(Задания):
A) Выпишите без изменений отрывок из интервью о документальном кино, начиная со слов «трейлер фильма» и заканчивая словами «семь в день?!».
B) Отберите из записей все строки, где встречается слово «hair».

(Исходный текст):
==================================================

Я помню, что мне этот фильм очень понравился, одна из галлюцинаций подводных, целое театральное представление. Идея этой подводной фантазии меня очень притягивала, но я тогда даже не думала, что сама буду заниматься чем-то подобным.
Не пересматривала ленту, когда начала заниматься сама?
Почему-то нет. Зато пересматривала фильм «За пределом», это картина Марты Прус про Маргариту Мамун, олимпийскую чемпионку по художественной гимнастике. Фильм открывал «Докер» в 2018 году. Очень здорово кино было сделано, и нам было важно привезти его в Россию. У создателей был какой-то конфликт с тренером Маргариты Ириной Виннер, им, по крайней мере, так казалось. Но именно благодаря этому показу (мы пригласили Ирину) конфликт был преодолен.
Эту картину я пересматриваю, показываю участникам разных лабораторий. Хотя она важна и в личном плане, я же занималась художественной гимнастикой, мастер спорта. Поэтому для меня это как раз важный фильм про борьбу, про преодоление, про насилие над организмом и над собой в том числе. Раз десять смотрела этот фильм, и каждый раз мурашки по коже.
Потрясающе, не знал! Раз мастер спорта, значит, это какая-то предельная концентрация, то есть ты всю жизнь заряженная такая, сжатая пружина, шла к результату. А каково было со спортом расставаться?
Ну в моем случае нормально, я не собиралась заниматься всю жизнь, да и данных, наверное, не было. Зато было много травм, и в какой-то момент я уже только и мечтала, что сейчас закончу и пойду заниматься какими-то другими делами в этой жизни. Но с 5 до 16 был спорт – жесть, пот и прочее. И вот, наверное, только благодаря фридайвингу отпустило, выяснилось, что можно же вообще по-другому. Не надо ничего растягивать, стирать в кровь, плакать. Это вообще не нужно. Просто дыши.
«За пределом» (2017)
трейлер фильма
Про команду
Ты сейчас обмолвилась, сказала: «Нам было важно привезти фильм». «Докер» известен своей командой, многие из вас – практикующие кинодокументалисты. Давай вот про это поговорим. Две тысячи фильмов отсмотрено, чтобы собрать и представить зрителям лучшее. Сколько человек этим занимаются? Как-то по секциям, по программам есть разделение?
Все фильмы изначально смотрит Настя Тарасова (кинорежиссер, программный директор фестиваля «Докер». – Прим. DОС.ru). Смотрит весь год. То есть у нас закончится «Докер» в конце сентября – и все начнется сначала.
По семь в день?!
Например, фестиваль «Сандэнс» – к ним поступает 10 тысяч фильмов. И там первоначально все заявки смотрят студенты киновузов, которые дают короткие рецензии. По итогам происходит первоначальный отсев. У нас было несколько случаев, когда начинаешь смотреть и не понимаешь, что этот фильм делает в лонг-листе. Какая-то ошибка. А потом ко второй трети видишь: ага, здесь что-то интересное. Другой бы с ходу забраковал картину, только опытный, насмотренный человек может разглядеть потенциал.
Какие-то новые люди в команде есть?

==================================================

(Исходные записи):
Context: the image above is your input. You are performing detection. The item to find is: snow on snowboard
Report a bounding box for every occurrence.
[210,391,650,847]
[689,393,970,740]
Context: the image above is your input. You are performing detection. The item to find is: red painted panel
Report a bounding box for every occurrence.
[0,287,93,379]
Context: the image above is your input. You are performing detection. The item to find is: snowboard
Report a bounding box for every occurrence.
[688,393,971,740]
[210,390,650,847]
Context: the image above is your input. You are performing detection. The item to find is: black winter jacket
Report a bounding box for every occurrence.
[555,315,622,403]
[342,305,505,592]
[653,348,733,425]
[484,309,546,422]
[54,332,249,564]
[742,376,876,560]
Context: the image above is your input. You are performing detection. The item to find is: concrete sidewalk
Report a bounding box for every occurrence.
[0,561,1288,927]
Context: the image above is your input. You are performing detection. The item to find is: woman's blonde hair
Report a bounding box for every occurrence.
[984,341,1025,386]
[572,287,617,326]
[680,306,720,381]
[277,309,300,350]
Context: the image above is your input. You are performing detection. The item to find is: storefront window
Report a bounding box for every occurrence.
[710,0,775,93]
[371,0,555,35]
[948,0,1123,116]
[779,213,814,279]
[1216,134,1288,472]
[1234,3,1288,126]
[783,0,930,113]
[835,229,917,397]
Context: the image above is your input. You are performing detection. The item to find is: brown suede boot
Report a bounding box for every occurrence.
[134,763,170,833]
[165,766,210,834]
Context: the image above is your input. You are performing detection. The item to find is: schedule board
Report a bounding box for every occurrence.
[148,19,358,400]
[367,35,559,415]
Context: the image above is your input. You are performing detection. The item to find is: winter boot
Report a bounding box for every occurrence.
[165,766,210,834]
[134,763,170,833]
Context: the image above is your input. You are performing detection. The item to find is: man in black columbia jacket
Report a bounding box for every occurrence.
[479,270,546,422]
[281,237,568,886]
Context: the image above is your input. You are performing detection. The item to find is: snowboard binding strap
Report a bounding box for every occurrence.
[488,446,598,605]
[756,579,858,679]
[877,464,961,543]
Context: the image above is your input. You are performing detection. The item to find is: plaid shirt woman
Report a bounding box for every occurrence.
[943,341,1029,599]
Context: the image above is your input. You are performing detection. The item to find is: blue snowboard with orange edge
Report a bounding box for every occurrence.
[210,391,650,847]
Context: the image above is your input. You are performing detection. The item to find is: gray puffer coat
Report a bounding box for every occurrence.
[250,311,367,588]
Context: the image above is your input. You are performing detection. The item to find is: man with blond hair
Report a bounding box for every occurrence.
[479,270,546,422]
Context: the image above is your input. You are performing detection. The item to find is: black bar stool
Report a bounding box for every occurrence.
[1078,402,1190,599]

==================================================

(Ответы):
A)
трейлер фильма
Про команду
Ты сейчас обмолвилась, сказала: «Нам было важно привезти фильм». «Докер» известен своей командой, многие из вас – практикующие кинодокументалисты. Давай вот про это поговорим. Две тысячи фильмов отсмотрено, чтобы собрать и представить зрителям лучшее. Сколько человек этим занимаются? Как-то по секциям, по программам есть разделение?
Все фильмы изначально смотрит Настя Тарасова (кинорежиссер, программный директор фестиваля «Докер». – Прим. DОС.ru). Смотрит весь год. То есть у нас закончится «Докер» в конце сентября – и все начнется сначала.
По семь в день?!

B)
Context: the image above is your input. You are performing detection. The item to find is: woman's blonde hair
Context: the image above is your input. You are performing detection. The item to find is: man with blond hair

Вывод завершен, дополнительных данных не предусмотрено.